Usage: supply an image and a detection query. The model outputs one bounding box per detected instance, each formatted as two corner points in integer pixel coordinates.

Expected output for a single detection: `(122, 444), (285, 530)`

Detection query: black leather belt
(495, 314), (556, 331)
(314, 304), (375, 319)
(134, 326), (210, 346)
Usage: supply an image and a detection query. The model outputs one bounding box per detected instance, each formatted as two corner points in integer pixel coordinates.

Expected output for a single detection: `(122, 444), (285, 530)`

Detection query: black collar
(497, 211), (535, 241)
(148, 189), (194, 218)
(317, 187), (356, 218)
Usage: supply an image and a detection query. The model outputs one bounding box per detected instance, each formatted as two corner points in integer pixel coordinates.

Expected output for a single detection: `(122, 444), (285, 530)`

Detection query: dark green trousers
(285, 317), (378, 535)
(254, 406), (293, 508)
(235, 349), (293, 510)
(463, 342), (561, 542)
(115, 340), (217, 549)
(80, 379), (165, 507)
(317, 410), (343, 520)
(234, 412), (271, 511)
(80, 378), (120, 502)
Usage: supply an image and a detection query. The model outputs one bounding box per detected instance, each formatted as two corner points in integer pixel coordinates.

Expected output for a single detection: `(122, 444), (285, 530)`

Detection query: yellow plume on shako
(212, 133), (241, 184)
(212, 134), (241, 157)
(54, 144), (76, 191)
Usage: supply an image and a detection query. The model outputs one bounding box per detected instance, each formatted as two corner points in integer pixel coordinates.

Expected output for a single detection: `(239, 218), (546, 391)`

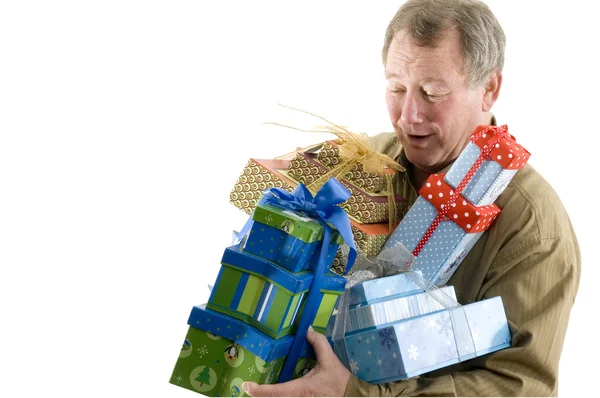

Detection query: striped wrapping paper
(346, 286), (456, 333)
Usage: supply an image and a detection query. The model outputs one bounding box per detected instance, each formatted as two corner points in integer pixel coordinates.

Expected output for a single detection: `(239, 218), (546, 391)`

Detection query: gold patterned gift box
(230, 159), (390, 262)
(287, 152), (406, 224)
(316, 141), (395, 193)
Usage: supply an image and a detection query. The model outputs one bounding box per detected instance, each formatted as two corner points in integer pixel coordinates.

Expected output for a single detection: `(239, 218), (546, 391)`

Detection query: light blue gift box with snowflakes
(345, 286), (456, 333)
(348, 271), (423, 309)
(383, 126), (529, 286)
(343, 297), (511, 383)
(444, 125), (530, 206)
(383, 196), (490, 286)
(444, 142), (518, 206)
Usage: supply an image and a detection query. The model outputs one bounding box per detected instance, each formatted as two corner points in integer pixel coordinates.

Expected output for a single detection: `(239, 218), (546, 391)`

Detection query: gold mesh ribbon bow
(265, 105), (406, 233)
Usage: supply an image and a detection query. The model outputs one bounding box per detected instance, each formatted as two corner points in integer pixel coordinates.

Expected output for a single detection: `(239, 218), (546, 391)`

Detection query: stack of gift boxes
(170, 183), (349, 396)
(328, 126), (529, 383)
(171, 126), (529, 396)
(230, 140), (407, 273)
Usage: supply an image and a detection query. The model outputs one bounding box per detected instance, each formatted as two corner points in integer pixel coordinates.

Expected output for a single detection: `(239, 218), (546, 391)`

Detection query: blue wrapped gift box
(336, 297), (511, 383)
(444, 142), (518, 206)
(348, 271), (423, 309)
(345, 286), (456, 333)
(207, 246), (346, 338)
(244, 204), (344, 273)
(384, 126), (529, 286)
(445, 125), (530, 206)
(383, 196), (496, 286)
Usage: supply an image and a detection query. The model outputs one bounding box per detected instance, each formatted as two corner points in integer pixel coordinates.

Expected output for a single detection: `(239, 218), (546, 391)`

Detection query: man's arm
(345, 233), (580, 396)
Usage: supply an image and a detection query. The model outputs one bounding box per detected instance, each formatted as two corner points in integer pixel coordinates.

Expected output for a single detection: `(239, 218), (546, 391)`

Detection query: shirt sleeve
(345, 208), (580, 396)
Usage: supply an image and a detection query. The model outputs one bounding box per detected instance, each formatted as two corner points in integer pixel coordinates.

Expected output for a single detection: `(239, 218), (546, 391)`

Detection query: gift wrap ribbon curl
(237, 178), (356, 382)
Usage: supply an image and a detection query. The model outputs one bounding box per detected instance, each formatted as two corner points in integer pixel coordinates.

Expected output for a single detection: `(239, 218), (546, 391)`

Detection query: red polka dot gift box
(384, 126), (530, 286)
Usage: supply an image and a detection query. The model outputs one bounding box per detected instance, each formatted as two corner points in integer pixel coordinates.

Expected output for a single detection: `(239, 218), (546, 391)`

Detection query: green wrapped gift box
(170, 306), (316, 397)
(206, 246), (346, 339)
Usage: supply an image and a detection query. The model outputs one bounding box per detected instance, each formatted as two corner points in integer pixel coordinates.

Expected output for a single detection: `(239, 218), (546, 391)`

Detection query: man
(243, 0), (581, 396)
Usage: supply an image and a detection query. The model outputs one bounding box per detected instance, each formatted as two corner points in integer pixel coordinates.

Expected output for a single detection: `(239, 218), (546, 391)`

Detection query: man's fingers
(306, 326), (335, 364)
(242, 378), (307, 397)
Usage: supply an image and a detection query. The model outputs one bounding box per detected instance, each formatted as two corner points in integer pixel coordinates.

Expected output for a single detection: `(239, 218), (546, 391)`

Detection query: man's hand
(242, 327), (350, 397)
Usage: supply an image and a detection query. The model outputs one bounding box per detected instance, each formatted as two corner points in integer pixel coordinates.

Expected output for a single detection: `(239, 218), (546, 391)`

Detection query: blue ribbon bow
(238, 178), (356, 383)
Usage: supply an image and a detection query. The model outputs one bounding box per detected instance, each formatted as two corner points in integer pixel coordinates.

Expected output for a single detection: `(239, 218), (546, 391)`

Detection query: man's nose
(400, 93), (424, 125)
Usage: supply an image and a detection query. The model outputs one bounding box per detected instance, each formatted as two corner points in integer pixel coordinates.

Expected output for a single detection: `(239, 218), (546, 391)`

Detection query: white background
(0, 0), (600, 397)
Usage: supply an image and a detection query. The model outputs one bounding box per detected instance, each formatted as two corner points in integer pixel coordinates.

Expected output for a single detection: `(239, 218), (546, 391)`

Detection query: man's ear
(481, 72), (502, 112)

...

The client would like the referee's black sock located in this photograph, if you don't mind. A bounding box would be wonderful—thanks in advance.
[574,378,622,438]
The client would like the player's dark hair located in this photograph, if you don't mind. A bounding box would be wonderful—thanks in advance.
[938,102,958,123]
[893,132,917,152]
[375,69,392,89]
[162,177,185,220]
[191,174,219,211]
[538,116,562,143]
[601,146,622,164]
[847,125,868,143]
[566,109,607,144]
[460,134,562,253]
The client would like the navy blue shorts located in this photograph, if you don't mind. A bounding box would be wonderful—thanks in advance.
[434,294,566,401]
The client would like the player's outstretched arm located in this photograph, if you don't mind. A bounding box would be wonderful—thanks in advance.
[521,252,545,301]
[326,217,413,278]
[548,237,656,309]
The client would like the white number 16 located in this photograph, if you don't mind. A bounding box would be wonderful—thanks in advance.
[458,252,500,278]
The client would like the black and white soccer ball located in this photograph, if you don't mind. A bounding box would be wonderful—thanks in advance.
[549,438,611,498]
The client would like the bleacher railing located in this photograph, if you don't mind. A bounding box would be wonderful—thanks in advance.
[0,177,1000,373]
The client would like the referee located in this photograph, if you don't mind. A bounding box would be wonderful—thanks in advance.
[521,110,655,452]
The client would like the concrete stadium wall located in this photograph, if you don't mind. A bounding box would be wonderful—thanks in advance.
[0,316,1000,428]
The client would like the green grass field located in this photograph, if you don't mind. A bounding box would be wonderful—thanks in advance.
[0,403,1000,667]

...

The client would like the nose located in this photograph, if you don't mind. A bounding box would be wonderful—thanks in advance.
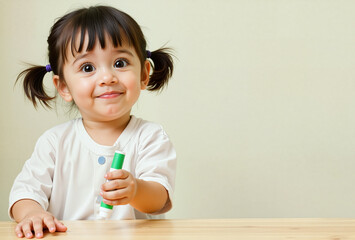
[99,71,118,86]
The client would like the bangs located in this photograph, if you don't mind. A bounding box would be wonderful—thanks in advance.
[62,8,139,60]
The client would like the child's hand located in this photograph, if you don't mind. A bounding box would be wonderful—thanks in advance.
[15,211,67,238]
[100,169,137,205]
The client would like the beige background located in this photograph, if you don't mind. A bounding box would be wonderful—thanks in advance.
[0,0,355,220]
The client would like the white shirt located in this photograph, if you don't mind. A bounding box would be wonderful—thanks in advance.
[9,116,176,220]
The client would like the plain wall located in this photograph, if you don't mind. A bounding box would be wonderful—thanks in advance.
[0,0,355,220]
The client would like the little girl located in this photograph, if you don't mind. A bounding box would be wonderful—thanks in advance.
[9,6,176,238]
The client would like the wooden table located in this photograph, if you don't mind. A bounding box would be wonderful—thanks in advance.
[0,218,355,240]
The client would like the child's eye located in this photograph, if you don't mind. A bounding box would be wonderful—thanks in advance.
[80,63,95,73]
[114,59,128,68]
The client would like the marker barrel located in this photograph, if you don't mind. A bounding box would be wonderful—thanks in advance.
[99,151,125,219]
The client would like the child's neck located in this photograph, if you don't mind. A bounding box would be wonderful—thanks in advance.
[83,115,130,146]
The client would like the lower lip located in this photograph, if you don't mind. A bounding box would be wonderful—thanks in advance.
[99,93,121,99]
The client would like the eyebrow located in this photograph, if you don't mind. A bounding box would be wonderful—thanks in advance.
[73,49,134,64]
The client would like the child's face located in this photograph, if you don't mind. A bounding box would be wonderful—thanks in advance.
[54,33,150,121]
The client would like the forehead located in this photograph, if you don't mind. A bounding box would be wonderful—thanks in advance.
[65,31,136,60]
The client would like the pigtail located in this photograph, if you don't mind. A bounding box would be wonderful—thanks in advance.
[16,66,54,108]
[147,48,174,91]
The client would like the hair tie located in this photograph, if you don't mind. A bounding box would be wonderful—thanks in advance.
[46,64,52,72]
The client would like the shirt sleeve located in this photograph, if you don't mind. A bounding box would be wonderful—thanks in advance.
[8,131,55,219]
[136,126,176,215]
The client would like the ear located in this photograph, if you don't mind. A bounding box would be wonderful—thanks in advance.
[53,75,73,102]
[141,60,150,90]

▸ **STATED EXERCISE**
Swap "soccer ball" for "match ball" in the records, starting with the line containing "The client would like the white number" and going on through the line containing "[0,403,1000,667]". Give back only those lines, with nothing else changed.

▸ **RESPONSE**
The client would like the white number 16 located in this photograph, if you don't mind. A bounding box would be wonderful—thanks in advance.
[458,252,500,278]
The client would like the black and white match ball located in this photograph, if you don't mind. A bounding box would be wonderful—thanks in advance.
[549,438,611,498]
The client would like the bleacher railing located in this photograph, if you don't mind. A bounding box would be wonderful—thanks in advance.
[0,177,1000,373]
The client would like the referee located in this photograph, if you don't mind. A bounding box would be wonderful—thanks in advance.
[521,110,655,452]
The client would like the concrete stadium wall located in this photograph, if you don't mind. A bounding box would be wonderful—thanks in advance.
[0,316,1000,428]
The client would like the green grass field located in this photograph, if you don't mind. A bounding box would be wonderful—thanks in advance.
[0,403,1000,667]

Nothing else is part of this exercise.